:: Prompt ::
Convert the lines below into a JSON list of strings, one string per line, starting at the first line and stopping after the line that contains "[23,47,59,80]". Omit blank lines and leave the pictures out.
-------------------------
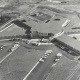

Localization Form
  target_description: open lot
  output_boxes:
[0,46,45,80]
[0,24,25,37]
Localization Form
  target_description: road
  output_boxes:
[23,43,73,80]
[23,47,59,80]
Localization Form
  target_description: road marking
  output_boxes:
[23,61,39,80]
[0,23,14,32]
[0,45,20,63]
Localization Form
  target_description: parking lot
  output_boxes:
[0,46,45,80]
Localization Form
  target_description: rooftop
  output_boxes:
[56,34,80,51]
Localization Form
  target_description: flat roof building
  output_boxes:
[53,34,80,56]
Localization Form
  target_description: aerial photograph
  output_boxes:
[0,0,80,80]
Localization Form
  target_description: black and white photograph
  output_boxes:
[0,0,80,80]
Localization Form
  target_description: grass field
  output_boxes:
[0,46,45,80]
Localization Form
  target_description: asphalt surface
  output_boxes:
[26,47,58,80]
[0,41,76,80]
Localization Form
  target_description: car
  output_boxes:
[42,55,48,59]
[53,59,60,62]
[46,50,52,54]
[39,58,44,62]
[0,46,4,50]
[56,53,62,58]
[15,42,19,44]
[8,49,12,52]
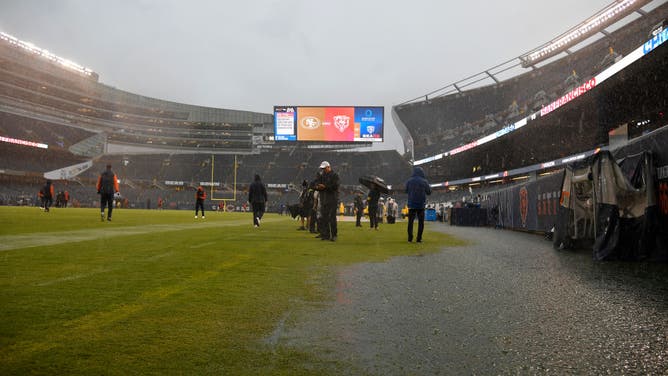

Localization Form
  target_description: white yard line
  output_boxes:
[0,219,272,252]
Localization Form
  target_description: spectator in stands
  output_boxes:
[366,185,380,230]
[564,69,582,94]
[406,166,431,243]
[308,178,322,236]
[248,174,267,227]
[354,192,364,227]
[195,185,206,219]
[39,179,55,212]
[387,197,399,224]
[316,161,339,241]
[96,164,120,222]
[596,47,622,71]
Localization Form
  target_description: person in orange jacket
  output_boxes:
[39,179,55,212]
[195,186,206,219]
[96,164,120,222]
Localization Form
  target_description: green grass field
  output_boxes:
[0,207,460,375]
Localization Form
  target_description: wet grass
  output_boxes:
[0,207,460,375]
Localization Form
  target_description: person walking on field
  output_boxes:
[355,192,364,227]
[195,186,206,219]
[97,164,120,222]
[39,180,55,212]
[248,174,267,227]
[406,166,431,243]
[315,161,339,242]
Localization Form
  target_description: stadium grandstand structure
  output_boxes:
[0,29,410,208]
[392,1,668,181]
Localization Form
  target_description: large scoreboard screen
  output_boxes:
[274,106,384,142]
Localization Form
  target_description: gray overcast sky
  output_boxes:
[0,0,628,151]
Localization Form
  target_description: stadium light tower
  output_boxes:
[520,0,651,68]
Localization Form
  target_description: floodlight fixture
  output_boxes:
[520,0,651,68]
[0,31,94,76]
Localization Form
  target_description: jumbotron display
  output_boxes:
-------------------------
:: Task response ::
[
  "Localization Form",
  "  target_description: open lot",
  "  output_boxes:",
  "[0,46,45,80]",
  "[0,24,25,37]",
  "Localization Form",
  "  target_description: road",
  "  output_boxes:",
  "[23,43,73,80]",
  "[23,47,59,80]"
]